SET EXERCISE ▸ Find "knob and report the position of each." in the material, then return exactly the line containing it and all lines after it to the end, leaving out pictures.

══════════

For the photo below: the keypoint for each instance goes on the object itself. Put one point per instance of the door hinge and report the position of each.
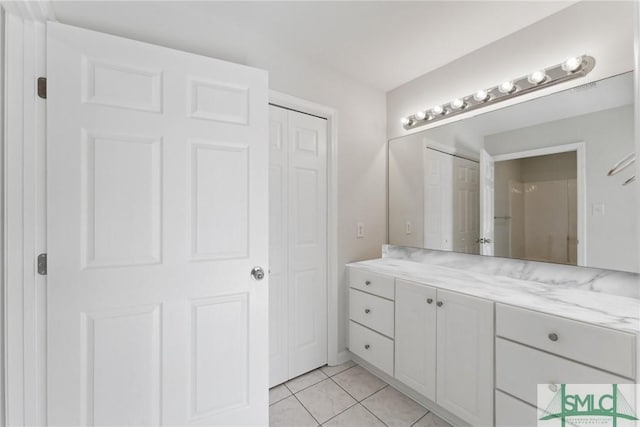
(42, 264)
(42, 87)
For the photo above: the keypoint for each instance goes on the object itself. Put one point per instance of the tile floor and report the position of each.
(344, 396)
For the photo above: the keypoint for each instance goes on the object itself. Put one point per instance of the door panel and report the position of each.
(307, 242)
(278, 256)
(298, 203)
(155, 219)
(415, 337)
(487, 171)
(465, 332)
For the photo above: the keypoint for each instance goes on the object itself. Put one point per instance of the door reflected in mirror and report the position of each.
(527, 181)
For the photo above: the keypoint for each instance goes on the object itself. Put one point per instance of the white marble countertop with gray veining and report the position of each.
(598, 308)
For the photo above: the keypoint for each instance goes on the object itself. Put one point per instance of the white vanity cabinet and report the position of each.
(535, 348)
(371, 311)
(444, 349)
(470, 356)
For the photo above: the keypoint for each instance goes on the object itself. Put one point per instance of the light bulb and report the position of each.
(572, 64)
(507, 87)
(481, 95)
(536, 77)
(437, 110)
(457, 104)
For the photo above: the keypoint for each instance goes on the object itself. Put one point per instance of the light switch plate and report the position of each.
(597, 209)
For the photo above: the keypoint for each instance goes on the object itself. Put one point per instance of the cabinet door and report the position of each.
(415, 337)
(465, 357)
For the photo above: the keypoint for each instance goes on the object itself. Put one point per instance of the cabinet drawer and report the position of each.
(520, 369)
(372, 311)
(372, 283)
(603, 348)
(511, 412)
(372, 347)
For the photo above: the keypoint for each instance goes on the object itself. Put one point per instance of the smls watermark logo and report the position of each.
(578, 405)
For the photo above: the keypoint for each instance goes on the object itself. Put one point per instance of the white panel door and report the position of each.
(278, 246)
(157, 212)
(465, 357)
(466, 209)
(298, 245)
(438, 200)
(487, 171)
(415, 337)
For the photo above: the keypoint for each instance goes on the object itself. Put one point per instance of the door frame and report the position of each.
(581, 178)
(334, 357)
(23, 213)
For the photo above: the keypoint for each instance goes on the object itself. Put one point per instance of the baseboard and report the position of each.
(413, 395)
(342, 357)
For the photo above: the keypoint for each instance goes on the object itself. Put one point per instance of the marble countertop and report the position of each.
(608, 310)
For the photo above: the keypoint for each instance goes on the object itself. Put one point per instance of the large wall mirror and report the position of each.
(529, 181)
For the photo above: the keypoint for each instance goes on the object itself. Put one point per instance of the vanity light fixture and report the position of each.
(481, 96)
(458, 104)
(507, 87)
(569, 69)
(421, 115)
(537, 77)
(437, 110)
(572, 64)
(407, 121)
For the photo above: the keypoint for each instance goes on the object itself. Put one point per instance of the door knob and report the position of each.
(257, 273)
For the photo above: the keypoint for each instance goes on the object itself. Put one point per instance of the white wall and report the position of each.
(603, 29)
(406, 191)
(2, 361)
(608, 136)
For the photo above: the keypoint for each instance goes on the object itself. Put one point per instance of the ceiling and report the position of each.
(380, 43)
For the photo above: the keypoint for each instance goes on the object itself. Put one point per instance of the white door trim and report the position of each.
(23, 213)
(291, 102)
(581, 180)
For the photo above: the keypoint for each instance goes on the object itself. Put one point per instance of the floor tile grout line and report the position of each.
(416, 421)
(371, 412)
(340, 413)
(292, 392)
(306, 409)
(355, 398)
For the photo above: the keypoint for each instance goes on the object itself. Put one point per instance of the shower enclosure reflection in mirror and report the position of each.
(527, 181)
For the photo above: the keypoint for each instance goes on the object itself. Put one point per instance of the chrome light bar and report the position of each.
(571, 68)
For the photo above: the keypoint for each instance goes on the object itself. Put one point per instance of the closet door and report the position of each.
(156, 215)
(278, 262)
(298, 243)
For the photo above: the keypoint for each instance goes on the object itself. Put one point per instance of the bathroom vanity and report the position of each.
(472, 337)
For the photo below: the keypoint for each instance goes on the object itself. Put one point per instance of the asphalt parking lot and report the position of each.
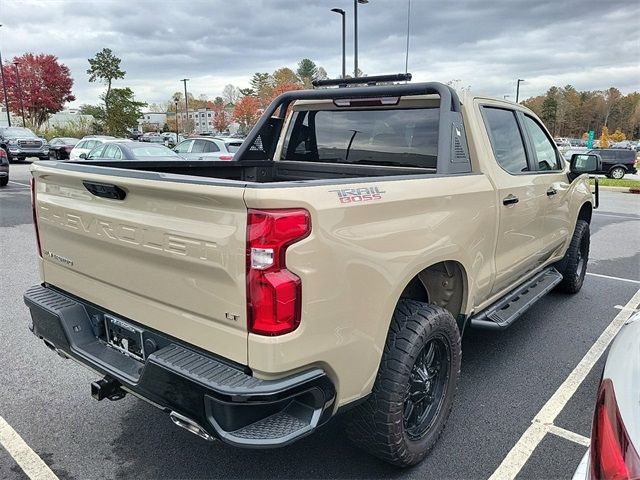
(508, 380)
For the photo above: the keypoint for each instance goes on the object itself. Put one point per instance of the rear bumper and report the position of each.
(223, 398)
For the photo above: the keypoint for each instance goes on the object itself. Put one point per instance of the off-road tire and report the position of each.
(570, 268)
(377, 425)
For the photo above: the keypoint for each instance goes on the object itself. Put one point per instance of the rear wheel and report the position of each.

══════════

OUTPUT FOR THIS EXERCISE ▸
For the photo above: the keypoint for each instance goes on the object itself. Put one point per instance of the door knob and report the position of each.
(257, 273)
For the photo above: the keypoint for each instance goes on the object itself. Put one point per instance of the white wall and report the position of each.
(603, 29)
(406, 191)
(2, 361)
(608, 136)
For the photo above: the keypoint for each instance goes on the object itself. Put one point per instance of the ceiling and report the position of each.
(380, 43)
For the photo above: the keypoint for each instance goes on the object itself. Put one point per instance of the white door trim and report the position of each.
(23, 213)
(291, 102)
(581, 180)
For the photo above: the keypoint for each instance goes on the object itself. Put one point per instance of the floor tile grout line and report the position of each.
(416, 421)
(371, 412)
(340, 413)
(292, 392)
(306, 409)
(355, 398)
For the photo above: the keypoint for each instance goes on the object itself. Put one point per instance of the shower enclosure reflection in mirror and report the position of each.
(527, 181)
For the photo above: the keypoint for each instance goes on the object itself. Put one point per instance of the chrome light bar and report the position of each.
(571, 68)
For the photo above: the keypoint for each instance goes on the object itself. Put one point per instance of the closet door and report the position of each.
(156, 215)
(278, 262)
(298, 243)
For the photo above: the keypoint for each instance goes on the object itself. Put one point per instance of the bathroom vanity and report the position of each.
(472, 337)
For the photo below: the keypoint for each instance goes on the object itself. Put one point per instance of the asphalt parking lot and report the position of each.
(508, 380)
For the photo above: the keypoint for each instance goes on the object itself. Put one point per instance of the rear bumper and report the position of each.
(223, 398)
For the photo above: the keypoint for each instance goes on the object itself. Put one point per instance of the off-road tire and report the position of each.
(570, 268)
(377, 425)
For the photo above: the keypoint for each instance goes on the object itself. Put one point per instance of the rear wheel and report the position of each.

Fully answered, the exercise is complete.